■ **BRIEF**: Reproduce the lines from the start through the line containing "<point>413,571</point>", replacing "bare shrub" with "leafless shrub" and leaving everything else unchanged.

◆ ◆ ◆ ◆

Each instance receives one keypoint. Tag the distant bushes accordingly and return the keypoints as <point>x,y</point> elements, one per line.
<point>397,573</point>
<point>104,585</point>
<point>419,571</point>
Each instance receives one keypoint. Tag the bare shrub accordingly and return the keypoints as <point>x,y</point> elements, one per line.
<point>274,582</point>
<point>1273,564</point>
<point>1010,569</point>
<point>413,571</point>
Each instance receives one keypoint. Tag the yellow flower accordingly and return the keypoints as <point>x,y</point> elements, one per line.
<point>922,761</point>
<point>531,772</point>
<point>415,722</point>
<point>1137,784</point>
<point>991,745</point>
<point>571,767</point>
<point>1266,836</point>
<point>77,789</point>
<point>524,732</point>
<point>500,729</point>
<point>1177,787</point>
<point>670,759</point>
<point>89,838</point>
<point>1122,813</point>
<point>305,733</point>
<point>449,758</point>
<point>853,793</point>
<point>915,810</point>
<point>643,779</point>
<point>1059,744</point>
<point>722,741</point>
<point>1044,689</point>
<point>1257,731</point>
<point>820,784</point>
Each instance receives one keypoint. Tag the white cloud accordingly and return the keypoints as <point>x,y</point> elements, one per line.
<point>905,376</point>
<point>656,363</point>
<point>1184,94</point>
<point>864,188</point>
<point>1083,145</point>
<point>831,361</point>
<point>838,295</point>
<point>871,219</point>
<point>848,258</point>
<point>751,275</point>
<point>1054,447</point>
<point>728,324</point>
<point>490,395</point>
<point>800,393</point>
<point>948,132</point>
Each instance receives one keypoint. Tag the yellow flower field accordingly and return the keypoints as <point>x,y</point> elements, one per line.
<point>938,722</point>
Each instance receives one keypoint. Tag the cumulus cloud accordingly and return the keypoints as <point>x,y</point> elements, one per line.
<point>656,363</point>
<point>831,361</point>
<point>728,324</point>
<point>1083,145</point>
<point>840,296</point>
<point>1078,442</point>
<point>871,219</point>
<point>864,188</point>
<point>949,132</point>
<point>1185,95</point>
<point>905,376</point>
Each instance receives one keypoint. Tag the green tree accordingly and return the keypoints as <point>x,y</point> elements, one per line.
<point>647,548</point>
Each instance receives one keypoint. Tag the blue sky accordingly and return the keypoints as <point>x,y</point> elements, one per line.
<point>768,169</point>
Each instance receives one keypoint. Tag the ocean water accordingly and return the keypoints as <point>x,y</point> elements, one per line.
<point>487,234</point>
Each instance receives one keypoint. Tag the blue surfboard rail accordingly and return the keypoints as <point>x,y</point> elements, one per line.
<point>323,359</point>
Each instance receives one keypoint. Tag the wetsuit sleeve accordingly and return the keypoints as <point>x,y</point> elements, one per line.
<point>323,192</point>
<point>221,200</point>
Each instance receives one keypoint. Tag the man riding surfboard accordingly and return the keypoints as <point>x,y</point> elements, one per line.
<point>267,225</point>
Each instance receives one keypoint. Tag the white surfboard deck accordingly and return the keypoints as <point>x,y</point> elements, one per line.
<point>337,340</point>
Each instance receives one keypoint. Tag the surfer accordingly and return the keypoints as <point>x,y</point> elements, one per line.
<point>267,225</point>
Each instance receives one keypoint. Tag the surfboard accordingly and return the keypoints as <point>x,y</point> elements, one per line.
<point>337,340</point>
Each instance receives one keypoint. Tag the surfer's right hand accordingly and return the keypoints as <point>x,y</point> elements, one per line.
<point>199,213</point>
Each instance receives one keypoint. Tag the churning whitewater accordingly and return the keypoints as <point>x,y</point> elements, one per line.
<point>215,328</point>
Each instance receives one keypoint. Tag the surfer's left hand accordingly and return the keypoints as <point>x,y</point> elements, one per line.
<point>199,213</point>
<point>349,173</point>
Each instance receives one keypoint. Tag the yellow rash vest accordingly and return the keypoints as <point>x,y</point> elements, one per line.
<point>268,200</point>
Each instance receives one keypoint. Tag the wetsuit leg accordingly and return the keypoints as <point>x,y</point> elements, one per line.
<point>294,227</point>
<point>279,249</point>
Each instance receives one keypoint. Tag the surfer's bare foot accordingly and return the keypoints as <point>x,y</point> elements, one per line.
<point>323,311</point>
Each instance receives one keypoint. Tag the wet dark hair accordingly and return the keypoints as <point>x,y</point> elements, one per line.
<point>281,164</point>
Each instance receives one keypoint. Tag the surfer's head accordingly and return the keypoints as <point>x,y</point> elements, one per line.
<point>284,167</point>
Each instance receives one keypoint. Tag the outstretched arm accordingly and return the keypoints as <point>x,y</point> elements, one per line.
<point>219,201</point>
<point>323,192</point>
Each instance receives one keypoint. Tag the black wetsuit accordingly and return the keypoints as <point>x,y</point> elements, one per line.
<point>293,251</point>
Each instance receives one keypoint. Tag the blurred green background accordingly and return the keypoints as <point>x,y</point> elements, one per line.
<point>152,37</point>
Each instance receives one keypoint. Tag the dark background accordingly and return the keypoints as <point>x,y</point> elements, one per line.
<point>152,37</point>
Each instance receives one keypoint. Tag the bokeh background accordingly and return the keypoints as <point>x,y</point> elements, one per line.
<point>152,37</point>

◆ ◆ ◆ ◆

■ **PROBLEM SOLUTION**:
Each instance receives one keypoint. Tag the distant bushes accordingly and return the keypoints as <point>x,y</point> elements, one per line.
<point>397,573</point>
<point>104,585</point>
<point>419,571</point>
Each instance receives one keypoint. Tag the leafless shrub accordingly and return the keypoints as <point>x,y</point> elements, one per line.
<point>274,582</point>
<point>1273,564</point>
<point>1010,569</point>
<point>413,571</point>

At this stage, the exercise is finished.